▶ **Задание**
Повторите дословно часть отрывка о письме Рэнд своему редактору: с «Если речь идет» по «нее это получается.» включительно.

▶ **Фрагмент текста**
—————

За десять лет независимой жизни в качестве «свободной художницы» Рэнд в полной мере удостоверилась в том, что вопросы выживания – это прежде всего вопросы бизнеса. Особенно в США. Поэтому она так горячится в письме к своему редактору Арчибальду Огдену от 6 мая 1943 года:
Доверие – я понятия не имею, что означает это слово. Если Вы имеете в виду веру в религиозном смысле, то есть в смысле слепого согласия и принятия, то я не доверяю ничему и никому. Никогда не доверяла и не буду. Единственное, на что я опираюсь, – мой разум и факты.
Таково объяснение Рэнд основ ее миропонимания. И тотчас – переход к насущному:
Какие на данный момент существуют объективные предпосылки для того, чтобы издательство Bobbs-Merrill успешно продавало мой роман? Кому мне верить? И на каком основании?[24]
Она работала над книгой семь лет. Вложила в нее весь пыл своей жизненной энергии, все свои творческие силы, а главное – свою философию. Теперь же издательство собирается анонсировать Источник как любовную историю в архитектурном бюро. Пресс-служба отказывается даже донести до аудитории тот факт, что автор книги – женщина.
Если речь идет о доверии таким работникам, то это, несомненно, доверчивость слабоумного. <…> Вы уверены, что это то, чего Вы от меня ждете?[25]
Вопрос, конечно, риторический. На Рэнд смотрели по-разному. Но как на слабоумную – никогда. Напротив, все, говорившие с ней хотя бы пару минут, понимали, что имеют дело с интеллектом исключительной ясности и такой же исключительной бескомпромиссности. Ибо в центре мировых проблем окружающие видели не свои собственные жизни, а жизнь всех остальных. Тогда как Рэнд было безразлично, что́ все они думают и как поступают. Ее волнует, почему они поступают так, а не иначе. Почему не могут думать и действовать разумно? Что мешает людям опираться на собственные суждения, основанные на фактах? Ведь у нее это получается.

—————

▶ **Записи разметки рамок на изображениях**

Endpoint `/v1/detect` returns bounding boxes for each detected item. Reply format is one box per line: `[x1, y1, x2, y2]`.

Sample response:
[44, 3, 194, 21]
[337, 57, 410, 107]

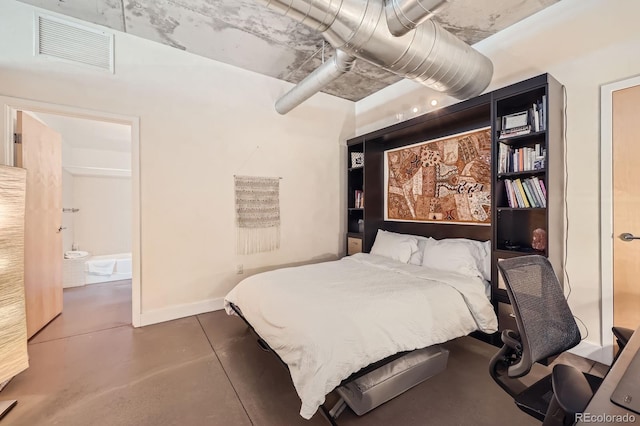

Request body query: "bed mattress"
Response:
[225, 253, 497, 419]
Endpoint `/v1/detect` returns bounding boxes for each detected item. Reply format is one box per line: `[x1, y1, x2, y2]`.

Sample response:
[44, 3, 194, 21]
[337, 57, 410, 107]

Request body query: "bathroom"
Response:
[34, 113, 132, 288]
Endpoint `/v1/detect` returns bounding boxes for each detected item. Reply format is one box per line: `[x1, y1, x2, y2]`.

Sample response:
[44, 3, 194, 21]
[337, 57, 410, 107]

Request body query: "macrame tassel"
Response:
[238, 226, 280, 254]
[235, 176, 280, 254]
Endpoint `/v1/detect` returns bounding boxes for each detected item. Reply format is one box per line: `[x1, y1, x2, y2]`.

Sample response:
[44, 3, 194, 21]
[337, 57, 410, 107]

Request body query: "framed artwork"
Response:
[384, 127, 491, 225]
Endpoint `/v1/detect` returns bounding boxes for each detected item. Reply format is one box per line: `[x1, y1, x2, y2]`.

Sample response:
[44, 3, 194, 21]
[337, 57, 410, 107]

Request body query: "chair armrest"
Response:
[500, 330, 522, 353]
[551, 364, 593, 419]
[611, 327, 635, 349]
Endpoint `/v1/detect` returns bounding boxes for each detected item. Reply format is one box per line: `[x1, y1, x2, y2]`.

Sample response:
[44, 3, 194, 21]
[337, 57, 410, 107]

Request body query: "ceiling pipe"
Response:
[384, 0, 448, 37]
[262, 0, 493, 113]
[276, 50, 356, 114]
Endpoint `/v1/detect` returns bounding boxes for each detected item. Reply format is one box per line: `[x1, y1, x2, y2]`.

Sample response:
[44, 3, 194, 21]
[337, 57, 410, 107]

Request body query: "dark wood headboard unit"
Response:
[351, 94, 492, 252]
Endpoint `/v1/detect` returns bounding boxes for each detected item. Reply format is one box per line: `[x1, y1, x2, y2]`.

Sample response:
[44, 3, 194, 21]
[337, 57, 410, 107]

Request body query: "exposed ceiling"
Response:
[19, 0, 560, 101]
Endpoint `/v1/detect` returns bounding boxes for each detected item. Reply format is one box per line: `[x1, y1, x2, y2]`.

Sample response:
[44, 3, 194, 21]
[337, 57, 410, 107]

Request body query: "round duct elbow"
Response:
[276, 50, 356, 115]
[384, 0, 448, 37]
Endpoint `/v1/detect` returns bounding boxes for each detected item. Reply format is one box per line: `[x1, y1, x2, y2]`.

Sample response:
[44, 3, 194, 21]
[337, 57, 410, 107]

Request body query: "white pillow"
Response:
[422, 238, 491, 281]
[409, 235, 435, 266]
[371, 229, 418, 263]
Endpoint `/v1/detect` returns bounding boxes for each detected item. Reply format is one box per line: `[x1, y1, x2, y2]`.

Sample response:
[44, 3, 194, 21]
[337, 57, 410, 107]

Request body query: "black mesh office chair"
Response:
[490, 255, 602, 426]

—————

▶ **Ответ**
Если речь идет о доверии таким работникам, то это, несомненно, доверчивость слабоумного. <…> Вы уверены, что это то, чего Вы от меня ждете?[25]
Вопрос, конечно, риторический. На Рэнд смотрели по-разному. Но как на слабоумную – никогда. Напротив, все, говорившие с ней хотя бы пару минут, понимали, что имеют дело с интеллектом исключительной ясности и такой же исключительной бескомпромиссности. Ибо в центре мировых проблем окружающие видели не свои собственные жизни, а жизнь всех остальных. Тогда как Рэнд было безразлично, что́ все они думают и как поступают. Ее волнует, почему они поступают так, а не иначе. Почему не могут думать и действовать разумно? Что мешает людям опираться на собственные суждения, основанные на фактах? Ведь у нее это получается.